> [Problem statement] Extract from the entries below, exactly as given, only the lines from the line containing "target | index finger" to the line containing "target | girl's ear", both lines included.

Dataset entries
▬▬▬

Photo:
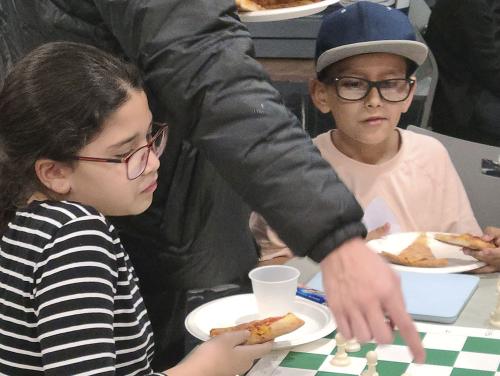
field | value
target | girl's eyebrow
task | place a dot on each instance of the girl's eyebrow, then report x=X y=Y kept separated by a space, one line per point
x=124 y=142
x=128 y=140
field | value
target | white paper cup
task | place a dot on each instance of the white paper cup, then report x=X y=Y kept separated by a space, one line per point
x=274 y=287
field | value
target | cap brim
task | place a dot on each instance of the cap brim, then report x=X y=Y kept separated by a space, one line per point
x=413 y=50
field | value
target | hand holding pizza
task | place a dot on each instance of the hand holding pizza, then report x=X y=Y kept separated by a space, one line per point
x=222 y=356
x=491 y=256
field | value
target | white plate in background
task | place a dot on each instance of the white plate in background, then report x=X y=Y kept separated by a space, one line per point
x=280 y=14
x=237 y=309
x=457 y=260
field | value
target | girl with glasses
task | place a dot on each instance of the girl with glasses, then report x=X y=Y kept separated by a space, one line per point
x=77 y=144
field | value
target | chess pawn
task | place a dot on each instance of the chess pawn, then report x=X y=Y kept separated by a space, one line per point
x=353 y=345
x=371 y=362
x=340 y=358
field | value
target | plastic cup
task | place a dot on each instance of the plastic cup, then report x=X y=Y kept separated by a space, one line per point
x=274 y=288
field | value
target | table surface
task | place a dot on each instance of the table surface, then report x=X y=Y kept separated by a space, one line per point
x=475 y=314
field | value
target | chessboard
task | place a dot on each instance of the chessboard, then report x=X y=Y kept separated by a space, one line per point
x=451 y=351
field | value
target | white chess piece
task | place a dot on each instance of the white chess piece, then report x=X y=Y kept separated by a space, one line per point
x=495 y=315
x=371 y=362
x=353 y=345
x=340 y=358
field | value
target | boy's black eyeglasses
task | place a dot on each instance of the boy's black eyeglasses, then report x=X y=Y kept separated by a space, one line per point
x=137 y=160
x=355 y=89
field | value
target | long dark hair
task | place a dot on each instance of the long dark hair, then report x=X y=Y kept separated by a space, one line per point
x=53 y=103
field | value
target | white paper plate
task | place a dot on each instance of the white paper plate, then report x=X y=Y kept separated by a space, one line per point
x=236 y=309
x=457 y=260
x=285 y=13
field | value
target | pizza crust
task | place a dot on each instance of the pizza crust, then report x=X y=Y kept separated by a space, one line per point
x=264 y=330
x=417 y=254
x=252 y=5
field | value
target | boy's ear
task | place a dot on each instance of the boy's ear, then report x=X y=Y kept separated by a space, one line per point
x=54 y=175
x=407 y=102
x=319 y=95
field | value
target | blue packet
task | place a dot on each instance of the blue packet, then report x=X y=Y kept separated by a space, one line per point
x=312 y=294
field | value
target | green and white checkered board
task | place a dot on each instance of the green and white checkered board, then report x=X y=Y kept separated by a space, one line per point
x=451 y=351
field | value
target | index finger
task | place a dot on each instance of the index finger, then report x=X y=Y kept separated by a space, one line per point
x=402 y=320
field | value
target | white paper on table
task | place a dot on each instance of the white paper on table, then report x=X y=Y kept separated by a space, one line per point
x=377 y=213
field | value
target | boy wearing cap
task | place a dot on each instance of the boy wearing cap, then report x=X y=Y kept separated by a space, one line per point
x=365 y=57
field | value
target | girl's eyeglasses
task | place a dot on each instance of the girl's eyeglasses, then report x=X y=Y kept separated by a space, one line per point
x=137 y=160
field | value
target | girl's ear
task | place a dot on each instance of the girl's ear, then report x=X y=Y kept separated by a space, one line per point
x=319 y=95
x=54 y=175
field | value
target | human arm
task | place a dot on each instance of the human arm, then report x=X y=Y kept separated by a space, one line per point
x=221 y=356
x=362 y=297
x=491 y=256
x=197 y=57
x=198 y=65
x=270 y=244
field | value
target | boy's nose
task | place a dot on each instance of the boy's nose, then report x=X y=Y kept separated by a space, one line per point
x=373 y=98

▬▬▬

> [Final answer]
target | index finger
task | place a dot on each instance of the index finger, then report x=X y=Y kept separated by a space, one line per point
x=402 y=320
field | value
target | white paper on table
task | place a dot on each instance of the white paper on table, then report x=X y=Y kept separated by a space, one line per point
x=377 y=213
field | value
target | boy wearing cap
task | place a dot on each instance of the boy wearing cap, then report x=X y=Y kept separated by a space, one line per point
x=365 y=57
field | value
target | girl's eyeglasses
task | place a dot on each instance of the girl's eyeglasses, then report x=X y=Y kept separated by a space, one line per point
x=137 y=160
field | value
target | girl's ear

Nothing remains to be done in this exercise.